= LISTING =
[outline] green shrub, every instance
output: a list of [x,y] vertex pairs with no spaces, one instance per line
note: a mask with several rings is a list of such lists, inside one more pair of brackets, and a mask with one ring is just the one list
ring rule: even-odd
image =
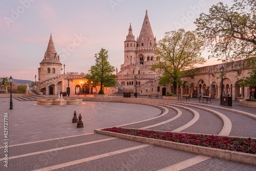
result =
[[256,101],[256,99],[245,99],[245,101]]
[[105,93],[104,93],[104,92],[102,90],[100,90],[99,91],[99,93],[98,93],[98,94],[105,94]]
[[179,94],[167,94],[165,95],[165,96],[179,96]]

= WHAT YOU WILL DO =
Reproduce every line of the entries above, requests included, with each vertex coordinate in the answers scaled by 0.75 and rounded to a whole number, halves rounding up. Leave the pictures out.

= WRITTEN SOLUTION =
[outline] green shrub, every instance
output: a list of [x,y] vertex pairs with no spaces, one instance per line
note: a mask with several rings is a list of such lists, inside one more pair of brackets, and a mask with one ring is just the one list
ring rule: even-odd
image =
result =
[[192,76],[192,74],[184,74],[184,76]]
[[79,70],[78,70],[78,69],[77,68],[75,68],[74,68],[74,70],[74,70],[74,71],[79,71]]
[[134,71],[125,71],[124,71],[124,72],[134,72]]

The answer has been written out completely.